■ Problem to work on ■
Every entry should be copied exactly, with nothing added or dropped.

■ Data to use ■
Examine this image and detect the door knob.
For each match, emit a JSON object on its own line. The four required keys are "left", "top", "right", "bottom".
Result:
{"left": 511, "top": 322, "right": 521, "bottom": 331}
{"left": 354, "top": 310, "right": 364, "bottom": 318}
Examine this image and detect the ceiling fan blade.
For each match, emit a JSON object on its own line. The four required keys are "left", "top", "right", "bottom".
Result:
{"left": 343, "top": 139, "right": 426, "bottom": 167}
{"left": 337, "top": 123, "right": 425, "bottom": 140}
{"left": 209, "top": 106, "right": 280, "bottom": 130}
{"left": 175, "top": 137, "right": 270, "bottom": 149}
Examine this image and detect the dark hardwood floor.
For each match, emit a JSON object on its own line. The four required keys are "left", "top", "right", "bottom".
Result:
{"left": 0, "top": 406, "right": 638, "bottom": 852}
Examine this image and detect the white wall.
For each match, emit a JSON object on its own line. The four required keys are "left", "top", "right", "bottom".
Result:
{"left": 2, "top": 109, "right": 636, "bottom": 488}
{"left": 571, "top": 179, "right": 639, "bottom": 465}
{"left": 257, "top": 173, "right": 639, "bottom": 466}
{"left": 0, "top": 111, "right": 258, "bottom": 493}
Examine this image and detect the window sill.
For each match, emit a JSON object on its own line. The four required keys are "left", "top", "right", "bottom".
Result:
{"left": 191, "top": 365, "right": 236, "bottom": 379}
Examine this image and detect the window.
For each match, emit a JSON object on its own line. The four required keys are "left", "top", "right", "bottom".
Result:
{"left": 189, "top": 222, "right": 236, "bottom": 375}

■ The completed task ■
Examine this image and detect the door knob.
For each match, emit a JSON object on its own line. The four required keys are "left", "top", "right", "bottom".
Result:
{"left": 511, "top": 322, "right": 521, "bottom": 331}
{"left": 354, "top": 310, "right": 364, "bottom": 318}
Examine this image and detect the ceiling fan blade.
For each match, emit a JSON object on its own line. The four required keys are "left", "top", "right", "bottom".
Result:
{"left": 343, "top": 139, "right": 426, "bottom": 167}
{"left": 337, "top": 123, "right": 425, "bottom": 140}
{"left": 209, "top": 106, "right": 280, "bottom": 130}
{"left": 175, "top": 137, "right": 270, "bottom": 149}
Examine this image and detect the dark hardwood floor.
For each match, emit a JSON object on its own line. The four required keys are "left", "top", "right", "bottom".
Result:
{"left": 0, "top": 406, "right": 638, "bottom": 852}
Examine this image and detect the white wall.
For each match, emit a JSON object on its own line. The four required keys are "left", "top", "right", "bottom".
Result:
{"left": 2, "top": 109, "right": 636, "bottom": 488}
{"left": 571, "top": 179, "right": 639, "bottom": 465}
{"left": 257, "top": 173, "right": 639, "bottom": 466}
{"left": 0, "top": 111, "right": 258, "bottom": 493}
Examine this image and detect the window sill.
For each match, emit a JSON object on its own line. The four required keys are "left", "top", "right", "bottom".
Result:
{"left": 191, "top": 365, "right": 236, "bottom": 379}
Examine this image and detect the window.
For each match, emit a JSON object on its own line. The four required keys are "left", "top", "right", "bottom".
Result:
{"left": 189, "top": 222, "right": 236, "bottom": 375}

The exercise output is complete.